— PROBLEM DETAILS —
Set down all of the entries below word for word, with the pictures left out.

>>>>>

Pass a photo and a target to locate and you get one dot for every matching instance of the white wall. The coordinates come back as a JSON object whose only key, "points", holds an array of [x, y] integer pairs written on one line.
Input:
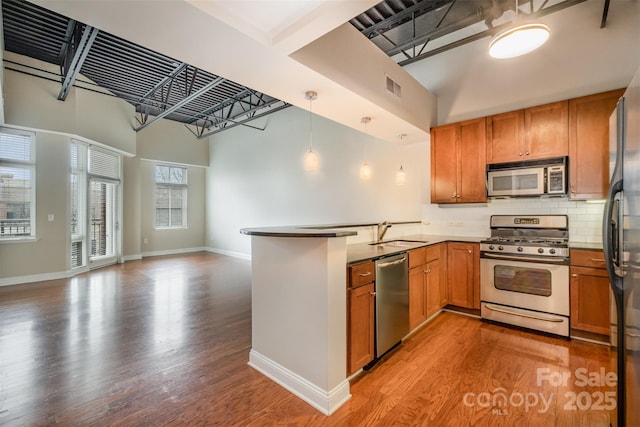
{"points": [[256, 178]]}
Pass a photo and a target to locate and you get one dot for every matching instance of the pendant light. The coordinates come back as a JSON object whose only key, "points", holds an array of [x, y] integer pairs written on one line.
{"points": [[311, 161], [365, 169], [401, 175], [520, 39]]}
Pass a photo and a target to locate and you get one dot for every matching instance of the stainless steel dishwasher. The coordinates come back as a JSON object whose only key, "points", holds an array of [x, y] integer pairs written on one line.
{"points": [[392, 301]]}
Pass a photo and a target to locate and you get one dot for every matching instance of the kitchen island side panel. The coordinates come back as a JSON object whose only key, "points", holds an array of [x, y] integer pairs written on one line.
{"points": [[299, 306]]}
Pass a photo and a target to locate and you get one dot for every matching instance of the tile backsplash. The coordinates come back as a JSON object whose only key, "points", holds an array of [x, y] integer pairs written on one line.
{"points": [[585, 219]]}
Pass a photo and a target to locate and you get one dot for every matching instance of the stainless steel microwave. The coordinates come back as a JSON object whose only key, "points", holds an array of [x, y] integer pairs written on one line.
{"points": [[535, 178]]}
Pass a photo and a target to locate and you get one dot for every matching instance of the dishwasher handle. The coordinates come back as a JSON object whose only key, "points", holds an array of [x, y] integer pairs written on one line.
{"points": [[392, 263]]}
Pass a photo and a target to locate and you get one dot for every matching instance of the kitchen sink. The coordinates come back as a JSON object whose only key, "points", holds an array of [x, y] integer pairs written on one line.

<<<<<

— ANSWER BOX —
Pass a photo and a target to locate and you get one dot for every matching instance of the white wall. The coordinates come back as a JSON object whose only key, "points", holds an array of [x, y] integer pairs written on one line.
Input:
{"points": [[256, 178]]}
Pass a photo and a target to locate and you get one dot for every matching instance of the pendant light. The coordinates come back as a JSON object whose only key, "points", holds an array of [x, y] integer pairs written on one line.
{"points": [[311, 161], [365, 169], [401, 175], [520, 39]]}
Pass a photo and a target to locate and you get one dot for every matching instance of the stainless steel dishwasher. The coordinates come back as a JSON object whose only key, "points", holds an array of [x, y] integer pairs written on one line.
{"points": [[392, 301]]}
Pass a photo and a target to locate and you get one dot for every matching instance of the kitchen island side panel. The coordinates come back as a JSON object whose only key, "points", holds an array of [x, y] integer pairs written on one line.
{"points": [[299, 306]]}
Pass a photo and a target to locate and you get one dot for every matching instance of the tile backsplash. The coordinates come back as a JSON object whose only key, "points", holds an array of [x, y] integer pairs written on one line.
{"points": [[585, 219]]}
Pass a photo and a target to locate and you get one dot for every matching instance of the stainless steel microwave. The coordinates come back as a JSON object whose only key, "points", holds an array of [x, y] integer pairs written on one line.
{"points": [[535, 178]]}
Pass a photo and a target to locate and you get one dot for every matching instance of the dishwasher handle. The coordinates come back as a JSON object whose only key, "points", holds an array of [x, y] integer pairs written on one line.
{"points": [[392, 263]]}
Pass a photo and a target to locate and you get one dot for every matching instance of the kitchen sink. The coordinates come back as a JSON object whose only key, "points", holds an array of [x, y] integer pairs written on one line.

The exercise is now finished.